▶ [WHAT TO WORK ON] From the event notice on Italo Calvino and Anglophone culture, reproduce word for word the passage starting with "This site uses" and going on through "Martin McLaughlin (Oxford)".

▶ [DOCUMENT EXTRACT]
This site uses technical (necessary) and analytics cookies.
By continuing to browse, you agree to the use of cookies.

Italo Calvino and Anglophone Culture

16-1-

Wednesday 6 December, from 2.30pm

Italo Calvino and Anglophone Culture

on the occasion of the centenary of Italo Calvino’s birth

An event organised by Pierpaolo Antonello (Cambridge), Guido Bonsaver (Oxford), Martin McLaughlin (Oxford)

Italo Calvino (1923-1985) had a very special relationship with Anglophone culture in all its manifestations, but particularly with literature in English. As a young man he wrote his university thesis on the works of Joseph Conrad; in the first half of his literary career his main stylistic models were Hemingway and R. L. Stevenson; in the 1970s and 80s he came to appreciate the complexity of Joyce’s works; and in the last years of his life he became an enthusiastic supporter of writers of English who were also his friends, such as Salman Rushdie and Gore Vidal. Calvino probably had a broader knowledge of ‘English’ literature than any other Italian writers of the twentieth century. He was also interested in music and amongst his friends was Adam Pollock, the English musical director who for thirty years was the Director of the Opera Festival at Batignano, an initiative enthusiastically supported by Calvino himself.

▶ [LISTING]
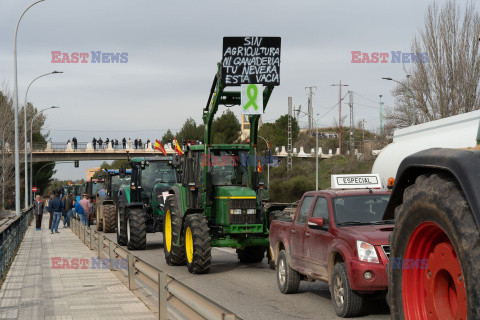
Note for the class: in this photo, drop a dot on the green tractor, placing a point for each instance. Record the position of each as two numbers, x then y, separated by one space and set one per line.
107 198
218 202
141 202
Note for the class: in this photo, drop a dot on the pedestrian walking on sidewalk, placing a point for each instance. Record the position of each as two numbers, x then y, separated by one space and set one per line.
38 207
85 203
68 209
56 208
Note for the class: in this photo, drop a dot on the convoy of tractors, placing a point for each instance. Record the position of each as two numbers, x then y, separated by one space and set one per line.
419 241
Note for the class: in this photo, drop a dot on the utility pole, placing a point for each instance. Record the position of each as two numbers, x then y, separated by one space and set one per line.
381 117
310 107
339 114
290 144
352 124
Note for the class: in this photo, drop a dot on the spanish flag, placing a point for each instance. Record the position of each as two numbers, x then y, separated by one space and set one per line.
158 146
177 148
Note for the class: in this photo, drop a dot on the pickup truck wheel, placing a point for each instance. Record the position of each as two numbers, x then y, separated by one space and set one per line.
288 280
173 241
197 244
436 230
253 254
121 227
346 302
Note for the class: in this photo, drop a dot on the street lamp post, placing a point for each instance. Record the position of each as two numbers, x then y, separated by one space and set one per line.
25 136
408 97
3 168
31 146
15 103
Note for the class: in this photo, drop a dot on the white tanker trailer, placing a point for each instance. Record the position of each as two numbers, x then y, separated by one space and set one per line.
453 132
435 203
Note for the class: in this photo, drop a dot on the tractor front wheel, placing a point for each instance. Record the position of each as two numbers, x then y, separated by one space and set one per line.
99 217
437 235
109 218
197 244
173 242
136 229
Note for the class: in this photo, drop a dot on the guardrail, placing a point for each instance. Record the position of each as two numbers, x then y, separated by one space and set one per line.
12 230
167 287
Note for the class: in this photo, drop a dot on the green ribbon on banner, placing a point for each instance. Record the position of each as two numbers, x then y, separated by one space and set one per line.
252 92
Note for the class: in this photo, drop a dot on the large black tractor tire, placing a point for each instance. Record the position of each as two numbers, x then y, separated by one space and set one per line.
136 229
288 280
198 251
121 227
436 229
99 220
173 241
346 302
253 254
109 218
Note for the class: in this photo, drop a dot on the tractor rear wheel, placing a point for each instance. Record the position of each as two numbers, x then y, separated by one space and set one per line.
197 244
121 227
136 229
173 242
253 254
109 218
436 231
99 217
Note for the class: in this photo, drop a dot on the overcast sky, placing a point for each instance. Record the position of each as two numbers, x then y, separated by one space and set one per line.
173 48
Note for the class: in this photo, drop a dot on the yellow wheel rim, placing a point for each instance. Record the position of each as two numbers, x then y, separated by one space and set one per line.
168 231
189 244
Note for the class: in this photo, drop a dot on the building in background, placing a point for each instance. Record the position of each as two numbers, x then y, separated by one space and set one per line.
91 172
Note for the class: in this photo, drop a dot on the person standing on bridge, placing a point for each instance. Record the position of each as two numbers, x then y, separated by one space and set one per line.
56 208
38 207
86 205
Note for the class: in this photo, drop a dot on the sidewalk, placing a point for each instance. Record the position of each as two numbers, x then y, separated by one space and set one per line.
33 290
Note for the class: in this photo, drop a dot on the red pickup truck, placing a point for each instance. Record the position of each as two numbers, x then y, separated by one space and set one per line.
339 237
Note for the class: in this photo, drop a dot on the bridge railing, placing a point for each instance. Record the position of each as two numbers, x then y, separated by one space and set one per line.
181 297
12 230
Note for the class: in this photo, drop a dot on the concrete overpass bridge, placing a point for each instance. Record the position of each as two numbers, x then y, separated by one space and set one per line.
53 151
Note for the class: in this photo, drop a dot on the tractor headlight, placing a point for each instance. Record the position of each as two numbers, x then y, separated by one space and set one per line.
235 211
366 252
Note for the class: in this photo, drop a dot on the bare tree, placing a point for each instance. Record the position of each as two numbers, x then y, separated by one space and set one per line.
448 82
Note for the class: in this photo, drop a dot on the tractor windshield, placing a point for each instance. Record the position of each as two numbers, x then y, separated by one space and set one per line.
155 172
229 167
97 186
117 182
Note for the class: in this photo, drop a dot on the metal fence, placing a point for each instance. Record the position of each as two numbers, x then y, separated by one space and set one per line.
181 297
12 231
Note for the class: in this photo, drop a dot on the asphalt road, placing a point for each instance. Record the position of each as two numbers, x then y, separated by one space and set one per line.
250 290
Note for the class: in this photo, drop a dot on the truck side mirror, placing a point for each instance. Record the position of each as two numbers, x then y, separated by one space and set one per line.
316 223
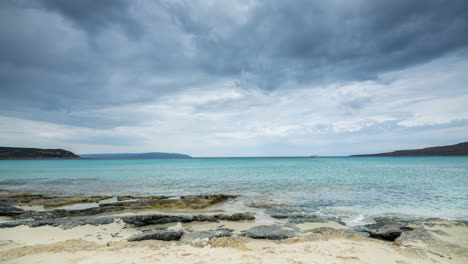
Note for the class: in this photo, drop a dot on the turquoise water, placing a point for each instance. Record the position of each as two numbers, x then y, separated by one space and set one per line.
419 186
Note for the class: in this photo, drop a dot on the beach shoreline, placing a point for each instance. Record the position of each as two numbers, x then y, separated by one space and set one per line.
199 229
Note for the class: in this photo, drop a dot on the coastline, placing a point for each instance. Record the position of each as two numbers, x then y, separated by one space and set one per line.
204 229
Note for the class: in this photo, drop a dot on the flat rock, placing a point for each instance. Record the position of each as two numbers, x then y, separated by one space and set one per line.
61 213
7 208
272 232
198 236
235 217
160 234
134 220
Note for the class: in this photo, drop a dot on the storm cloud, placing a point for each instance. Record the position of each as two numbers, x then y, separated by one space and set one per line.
184 70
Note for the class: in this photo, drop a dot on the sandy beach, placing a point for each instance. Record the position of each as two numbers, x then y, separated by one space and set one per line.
223 241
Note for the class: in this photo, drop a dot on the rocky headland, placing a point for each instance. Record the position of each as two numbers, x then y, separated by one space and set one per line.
35 153
460 149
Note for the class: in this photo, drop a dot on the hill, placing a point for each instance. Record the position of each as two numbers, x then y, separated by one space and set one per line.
150 155
460 149
35 153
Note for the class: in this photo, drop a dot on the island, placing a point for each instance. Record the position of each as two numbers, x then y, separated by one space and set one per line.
35 153
460 149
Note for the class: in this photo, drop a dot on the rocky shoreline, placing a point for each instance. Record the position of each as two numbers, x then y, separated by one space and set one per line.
191 221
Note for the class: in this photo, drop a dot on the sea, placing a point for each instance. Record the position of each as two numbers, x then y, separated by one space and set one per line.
353 189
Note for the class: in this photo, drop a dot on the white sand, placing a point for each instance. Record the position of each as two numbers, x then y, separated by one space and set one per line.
107 244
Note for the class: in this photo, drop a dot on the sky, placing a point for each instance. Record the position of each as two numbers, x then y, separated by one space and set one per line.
235 77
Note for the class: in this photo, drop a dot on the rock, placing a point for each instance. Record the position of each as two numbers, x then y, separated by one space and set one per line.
299 218
160 234
35 153
61 213
134 220
198 236
386 228
7 208
191 201
143 220
234 217
272 232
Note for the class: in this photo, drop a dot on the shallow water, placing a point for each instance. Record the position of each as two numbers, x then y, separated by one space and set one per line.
350 188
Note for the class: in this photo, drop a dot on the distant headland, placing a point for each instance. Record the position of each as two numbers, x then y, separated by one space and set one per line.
460 149
149 155
35 153
10 153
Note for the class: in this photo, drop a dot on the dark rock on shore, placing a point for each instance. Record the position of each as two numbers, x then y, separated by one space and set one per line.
198 236
61 213
144 220
191 202
134 220
272 232
234 217
7 208
160 234
387 229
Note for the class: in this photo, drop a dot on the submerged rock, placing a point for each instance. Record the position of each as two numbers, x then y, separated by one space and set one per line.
235 217
144 220
272 232
160 234
134 220
7 208
61 213
198 236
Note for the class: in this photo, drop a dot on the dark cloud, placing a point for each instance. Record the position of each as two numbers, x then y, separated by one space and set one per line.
62 57
95 16
331 41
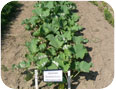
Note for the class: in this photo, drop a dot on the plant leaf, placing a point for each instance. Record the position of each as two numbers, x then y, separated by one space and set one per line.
80 51
84 66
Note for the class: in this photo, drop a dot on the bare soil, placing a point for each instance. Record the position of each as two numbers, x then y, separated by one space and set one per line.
101 49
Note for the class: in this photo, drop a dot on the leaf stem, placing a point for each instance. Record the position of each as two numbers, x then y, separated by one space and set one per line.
75 75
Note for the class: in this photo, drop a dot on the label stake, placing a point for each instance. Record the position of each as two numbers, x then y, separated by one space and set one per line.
69 84
36 79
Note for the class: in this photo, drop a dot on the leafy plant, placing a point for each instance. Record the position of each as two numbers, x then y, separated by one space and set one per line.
108 16
8 11
55 44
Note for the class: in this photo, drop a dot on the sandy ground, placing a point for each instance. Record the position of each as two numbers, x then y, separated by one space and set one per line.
100 46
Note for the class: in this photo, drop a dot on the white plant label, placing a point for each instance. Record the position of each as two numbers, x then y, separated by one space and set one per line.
53 76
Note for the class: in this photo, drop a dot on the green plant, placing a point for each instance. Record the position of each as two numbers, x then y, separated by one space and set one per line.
108 16
55 43
7 12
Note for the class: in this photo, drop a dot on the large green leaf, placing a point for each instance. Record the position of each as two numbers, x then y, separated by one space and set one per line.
33 20
54 41
75 17
42 47
30 57
42 13
52 51
80 51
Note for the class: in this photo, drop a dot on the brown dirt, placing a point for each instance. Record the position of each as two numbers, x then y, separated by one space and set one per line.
101 46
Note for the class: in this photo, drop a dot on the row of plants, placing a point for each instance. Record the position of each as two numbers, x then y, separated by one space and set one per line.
7 12
55 42
103 7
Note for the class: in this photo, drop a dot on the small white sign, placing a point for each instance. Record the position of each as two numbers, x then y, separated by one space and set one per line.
53 76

▶ [TASK RESULT]
This site uses technical (necessary) and analytics cookies.
By continuing to browse, you agree to the use of cookies.

Italo Calvino and Anglophone Culture

16-1-

Wednesday 6 December, from 2.30pm

Italo Calvino and Anglophone Culture

on the occasion of the centenary of Italo Calvino’s birth

An event organised by Pierpaolo Antonello (Cambridge), Guido Bonsaver (Oxford), Martin McLaughlin (Oxford)